* [Task description] Please switch each "Examine" in the records below to "Inspect" and write all the lines out again with nothing else changed.

* [Data section]
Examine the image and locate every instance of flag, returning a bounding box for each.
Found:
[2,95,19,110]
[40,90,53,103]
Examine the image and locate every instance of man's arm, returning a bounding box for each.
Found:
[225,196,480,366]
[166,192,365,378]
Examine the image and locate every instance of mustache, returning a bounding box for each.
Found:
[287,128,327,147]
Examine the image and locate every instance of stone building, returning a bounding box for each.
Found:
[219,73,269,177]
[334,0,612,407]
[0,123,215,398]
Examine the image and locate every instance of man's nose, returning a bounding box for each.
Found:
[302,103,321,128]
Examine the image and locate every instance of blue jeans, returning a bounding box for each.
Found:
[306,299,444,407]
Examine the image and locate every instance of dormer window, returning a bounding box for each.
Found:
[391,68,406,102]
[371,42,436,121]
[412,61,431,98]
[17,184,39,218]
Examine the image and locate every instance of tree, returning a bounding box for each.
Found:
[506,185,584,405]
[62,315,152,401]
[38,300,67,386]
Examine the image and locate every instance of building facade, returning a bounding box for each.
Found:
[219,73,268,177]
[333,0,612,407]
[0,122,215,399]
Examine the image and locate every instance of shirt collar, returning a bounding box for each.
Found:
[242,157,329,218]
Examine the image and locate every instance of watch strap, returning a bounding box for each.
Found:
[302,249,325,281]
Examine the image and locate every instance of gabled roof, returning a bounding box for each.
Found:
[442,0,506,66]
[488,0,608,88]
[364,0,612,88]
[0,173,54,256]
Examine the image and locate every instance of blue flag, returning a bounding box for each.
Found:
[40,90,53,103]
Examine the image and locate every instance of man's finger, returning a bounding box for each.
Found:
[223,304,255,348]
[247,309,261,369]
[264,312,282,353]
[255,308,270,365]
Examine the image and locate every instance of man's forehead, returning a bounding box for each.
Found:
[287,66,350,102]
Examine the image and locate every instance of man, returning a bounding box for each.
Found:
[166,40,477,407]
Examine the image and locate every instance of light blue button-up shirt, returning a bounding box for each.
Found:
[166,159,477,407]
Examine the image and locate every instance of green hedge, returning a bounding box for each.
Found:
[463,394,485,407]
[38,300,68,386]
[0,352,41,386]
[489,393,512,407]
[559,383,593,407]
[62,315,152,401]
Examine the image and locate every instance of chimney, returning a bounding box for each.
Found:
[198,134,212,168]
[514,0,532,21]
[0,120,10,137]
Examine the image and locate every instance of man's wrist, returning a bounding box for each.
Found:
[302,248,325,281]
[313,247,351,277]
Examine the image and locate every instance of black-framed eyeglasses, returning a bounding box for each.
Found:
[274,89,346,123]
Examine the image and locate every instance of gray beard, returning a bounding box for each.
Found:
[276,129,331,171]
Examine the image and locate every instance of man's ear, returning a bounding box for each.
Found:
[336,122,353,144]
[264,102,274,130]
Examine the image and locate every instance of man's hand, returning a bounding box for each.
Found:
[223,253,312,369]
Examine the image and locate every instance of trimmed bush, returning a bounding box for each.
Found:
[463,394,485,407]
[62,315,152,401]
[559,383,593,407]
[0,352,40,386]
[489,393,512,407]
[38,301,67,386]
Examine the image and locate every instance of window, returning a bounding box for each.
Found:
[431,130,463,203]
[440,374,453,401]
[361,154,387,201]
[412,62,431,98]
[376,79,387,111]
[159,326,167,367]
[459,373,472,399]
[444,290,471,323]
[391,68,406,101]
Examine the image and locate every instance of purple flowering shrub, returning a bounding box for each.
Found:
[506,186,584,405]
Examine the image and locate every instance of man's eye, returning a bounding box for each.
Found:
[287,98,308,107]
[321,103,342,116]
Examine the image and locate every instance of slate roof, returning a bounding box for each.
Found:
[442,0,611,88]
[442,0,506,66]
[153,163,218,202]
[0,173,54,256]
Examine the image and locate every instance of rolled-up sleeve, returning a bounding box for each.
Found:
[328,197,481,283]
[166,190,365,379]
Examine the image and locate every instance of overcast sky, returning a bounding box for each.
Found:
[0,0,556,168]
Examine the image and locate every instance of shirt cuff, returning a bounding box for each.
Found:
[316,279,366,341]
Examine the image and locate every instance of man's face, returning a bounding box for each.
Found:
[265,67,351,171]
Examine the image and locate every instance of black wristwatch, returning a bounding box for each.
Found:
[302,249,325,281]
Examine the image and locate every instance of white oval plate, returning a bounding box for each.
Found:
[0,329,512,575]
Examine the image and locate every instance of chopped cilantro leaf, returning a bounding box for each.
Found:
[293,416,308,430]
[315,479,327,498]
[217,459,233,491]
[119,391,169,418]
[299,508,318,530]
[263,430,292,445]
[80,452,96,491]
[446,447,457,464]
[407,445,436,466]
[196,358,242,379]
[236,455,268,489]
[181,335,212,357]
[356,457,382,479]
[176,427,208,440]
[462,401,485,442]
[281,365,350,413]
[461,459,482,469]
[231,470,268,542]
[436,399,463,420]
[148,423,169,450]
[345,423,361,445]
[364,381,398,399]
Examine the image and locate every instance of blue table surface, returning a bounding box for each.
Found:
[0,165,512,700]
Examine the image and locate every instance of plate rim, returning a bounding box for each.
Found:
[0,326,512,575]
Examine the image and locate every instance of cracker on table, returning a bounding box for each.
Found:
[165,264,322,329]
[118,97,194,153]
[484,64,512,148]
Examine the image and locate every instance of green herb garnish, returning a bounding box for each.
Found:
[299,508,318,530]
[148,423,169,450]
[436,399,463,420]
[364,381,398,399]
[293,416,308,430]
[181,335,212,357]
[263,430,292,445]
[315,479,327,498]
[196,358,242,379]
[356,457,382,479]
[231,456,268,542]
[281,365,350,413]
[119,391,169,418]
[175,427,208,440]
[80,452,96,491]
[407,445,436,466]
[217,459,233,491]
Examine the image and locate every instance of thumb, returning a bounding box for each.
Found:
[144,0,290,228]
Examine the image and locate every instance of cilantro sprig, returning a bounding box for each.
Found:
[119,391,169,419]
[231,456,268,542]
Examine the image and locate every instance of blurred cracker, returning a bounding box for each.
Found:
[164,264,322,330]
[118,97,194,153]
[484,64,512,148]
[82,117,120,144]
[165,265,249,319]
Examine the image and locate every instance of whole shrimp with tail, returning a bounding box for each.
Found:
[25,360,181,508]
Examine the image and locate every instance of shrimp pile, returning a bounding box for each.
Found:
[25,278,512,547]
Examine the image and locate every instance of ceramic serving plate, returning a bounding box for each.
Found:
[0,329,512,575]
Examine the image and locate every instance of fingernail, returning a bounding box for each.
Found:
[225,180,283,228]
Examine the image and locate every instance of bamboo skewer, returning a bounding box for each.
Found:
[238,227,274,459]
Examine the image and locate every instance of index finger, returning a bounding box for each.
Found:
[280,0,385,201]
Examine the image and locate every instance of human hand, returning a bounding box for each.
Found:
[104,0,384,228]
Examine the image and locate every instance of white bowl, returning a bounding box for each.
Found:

* [Solution to the exercise]
Inspect the image and locate every instance of flag, returning a bounding box for each.
Found:
[2,95,19,110]
[40,90,53,103]
Inspect the image and locate every instance of man's arm, returning a bounding box for each.
Found:
[225,196,480,366]
[166,192,365,378]
Inspect the image and locate every instance of mustache, returning a bounding box for each.
Found:
[287,128,327,147]
Inspect the image and locate every instance of stone building, returning a bounding box for each.
Found:
[219,73,269,177]
[334,0,612,407]
[0,123,215,398]
Inspect the image and locate every instance of man's nose, returning a bounding box for each.
Found:
[302,103,321,128]
Inspect the image and locate every instance of blue jeans, returning a bounding box for each.
Found:
[306,299,444,407]
Inspect the image and locate every instance of dormer window, returning a bounding box for each.
Found:
[391,68,406,102]
[371,42,436,121]
[412,61,431,98]
[17,184,39,218]
Inspect the image and locate every instance of tree, returning a bounding box for each.
Found:
[506,185,584,405]
[62,315,152,401]
[38,300,67,386]
Inspect the image and locate every instance of building facade, returning a bounding box for each.
Found:
[219,73,268,177]
[333,0,612,407]
[0,122,215,399]
Inspect the image and locate every instance of shirt collar, returning a bounding box for each.
Found:
[242,157,329,218]
Inspect the image and locate every instance of watch strap, returning a bounding box for each.
Found:
[302,249,325,281]
Inspect the image and locate every instance of gabled roof, returning a bounding box for each.
Found:
[442,0,506,66]
[488,0,608,88]
[364,0,612,88]
[0,173,54,256]
Inspect the image and locate every instance of blue flag, returning a bounding box for each.
Found:
[40,90,53,103]
Inspect the image and locate every instance of man's finger, returning a bounding box for each.
Found:
[223,304,255,348]
[247,309,261,369]
[264,312,282,353]
[255,308,270,365]
Inspect the image and locate every instance of man's forehead, returning a bounding box for each.
Found:
[287,66,350,102]
Inspect the image and locate every instance of man, returning a bounding box for each.
Found:
[166,40,477,407]
Inspect the image and locate every instance of light blue button-up shirt, returning a bounding box for each.
Found:
[166,159,477,407]
Inspect the image and locate every instance of green hedge, returning a bounding box for each.
Found:
[463,394,485,407]
[38,300,68,386]
[0,352,41,386]
[489,393,512,407]
[559,383,593,407]
[62,315,152,401]
Inspect the image and locate every instance of chimney, returning a bounding box for each.
Found:
[198,134,212,168]
[514,0,532,21]
[0,120,10,137]
Inspect the image and locate every instance of man's wrist, returning a bounding box for each.
Found:
[302,248,325,281]
[313,247,351,277]
Inspect the image and locate every instance of black-framed eyeglasses, returning a bounding box for each.
Found:
[274,89,346,123]
Inspect the image and locate every instance of gray beard, returning a bounding box for each.
Found:
[276,129,331,171]
Inspect the image and locate every instance of man's ear, returning a bounding box for each.
Found:
[336,122,353,144]
[264,102,274,130]
Inspect the image and locate every instance of man's hand, returning a bounding box for each.
Found:
[223,253,312,369]
Inspect the image and locate every instance of trimmed bush, returning a bounding box for each.
Found:
[463,394,485,407]
[62,315,152,401]
[559,383,593,407]
[0,352,40,386]
[489,393,512,407]
[38,301,67,386]
Inspect the image and locate every instance of window, returning a bounding box for each.
Found:
[431,130,463,203]
[440,374,453,401]
[361,154,387,201]
[412,62,431,98]
[376,79,387,111]
[159,326,167,367]
[459,373,472,399]
[444,290,471,323]
[391,68,406,101]
Inspect the image and locate every instance of purple flowering shrub, returning a bounding box for each.
Found:
[506,186,584,405]
Inspect the image and locate every instance of man's eye, returning a bounding box for each.
Found:
[287,98,308,107]
[321,103,342,116]
Inspect the image and locate every instance of slate roof, returning a bounding box for each.
Found:
[442,0,611,88]
[442,0,506,66]
[153,163,218,202]
[0,173,54,256]
Inspect the image and locate every instance of rolled-up sleeve, returning a bounding box for each.
Found:
[328,197,481,283]
[166,190,365,379]
Inspect the image and locate every instance of overcast sky, returning a bounding box for each.
Found:
[0,0,556,168]
Inspect the image and locate every instance of shirt cuff, returning a bounding box for each.
Found:
[316,279,366,341]
Inspect the image and locate every instance of man's face, returning a bounding box for each.
Found:
[265,67,351,171]
Inspect the image and locate every instance of black wristwatch, returning a bounding box for each.
Found:
[302,249,325,281]
Inspect the image and locate every instance of white oval plate, returning a bounding box for each.
Found:
[0,329,512,575]
Inspect the image and locate every instance of chopped cilantro leaf, returning a bounding box for each.
Found:
[293,416,308,430]
[315,479,327,498]
[217,459,233,491]
[119,391,169,418]
[299,508,318,530]
[263,430,292,445]
[80,452,96,491]
[446,447,457,464]
[407,445,436,466]
[196,358,242,379]
[236,455,268,489]
[181,335,212,357]
[356,457,382,479]
[176,427,208,440]
[462,401,485,442]
[281,365,350,413]
[461,459,482,469]
[231,470,268,542]
[436,399,463,420]
[148,423,169,450]
[345,423,361,445]
[364,381,398,399]
Inspect the image and locate every instance of blue table surface, returning a bounding box for each.
Found:
[0,165,512,700]
Inspect the image and locate every instance of plate rim, returning a bounding box for each.
Found:
[0,326,512,575]
Inspect the image and locate every instance of cracker on table, returning a bounding box for each.
Found:
[165,264,322,329]
[118,97,194,153]
[484,64,512,148]
Inspect the image and locate every instance of green herb garnish, returning a bounding box for each.
Found:
[299,508,318,530]
[148,423,169,450]
[436,399,463,420]
[364,381,398,399]
[293,416,308,430]
[181,335,212,357]
[263,430,292,445]
[315,479,327,498]
[196,358,242,379]
[356,457,382,479]
[231,456,268,542]
[281,365,350,413]
[119,391,169,418]
[175,427,208,440]
[80,452,96,491]
[407,445,436,466]
[217,459,233,491]
Inspect the image and locate every instance of thumb, returning a bounding box for each.
Found:
[144,0,290,228]
Inspect the image and locate every instance of cilantro sprig, returning a bounding box for each.
Found:
[119,391,169,419]
[231,456,268,542]
Inspect the image and locate every instance of blurred cracker, returning a bounding box for each.
Found:
[164,264,322,330]
[118,97,194,153]
[484,64,512,148]
[82,117,120,144]
[165,265,249,319]
Inspect the image and locate every instance of whole shrimp with tail, returning a bounding box for each.
Found:
[25,360,181,508]
Inspect the image and locate every instance of shrimp pile, returning a bounding box for each.
Found:
[25,278,512,547]
Inspect the image and locate every instance of ceramic serving plate, returning a bounding box for each.
Found:
[0,329,512,575]
Inspect the image and locate every instance of fingernail, returning a bounding box for each.
Found:
[225,180,283,228]
Inspect the image and locate every instance of bamboo skewer, returning a bounding box for each.
Found:
[238,227,274,459]
Inspect the image and locate every instance of index finger, returning a bounding box for each.
Found:
[280,0,385,201]
Inspect the image and locate every instance of human hand, returning a bounding box for each.
Found:
[104,0,384,228]
Inspect the image and locate every instance of white bowl, returning a bounding box for each.
Found:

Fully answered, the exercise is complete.